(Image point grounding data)
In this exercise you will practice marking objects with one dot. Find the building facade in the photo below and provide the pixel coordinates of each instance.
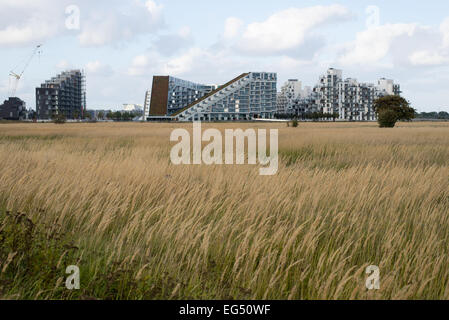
(248, 96)
(13, 109)
(64, 94)
(347, 98)
(170, 94)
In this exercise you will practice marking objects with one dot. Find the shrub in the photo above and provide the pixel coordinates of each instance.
(391, 109)
(387, 119)
(59, 119)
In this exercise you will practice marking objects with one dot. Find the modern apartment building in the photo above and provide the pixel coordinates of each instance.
(250, 95)
(245, 97)
(13, 109)
(291, 91)
(64, 94)
(350, 99)
(170, 94)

-- What this task involves --
In your copy of the records above, include every line exactly but no pictures.

-- Written solution --
In this exercise you will practice marking objects with one dot. Find the building facade in the photo below and provide the pixel coordinates of each instance.
(248, 96)
(13, 109)
(64, 94)
(347, 98)
(170, 94)
In this exercise you will practice marking objects with one dot. Find the shrub in the photo above and provide the pixel coordinates of each instance.
(391, 109)
(387, 119)
(59, 119)
In this exercise you will practice marking objects with one dot. Find the modern apartment building in the photo above and provide the pixel coordinates of each instance.
(250, 95)
(245, 97)
(13, 109)
(291, 91)
(64, 94)
(350, 99)
(170, 94)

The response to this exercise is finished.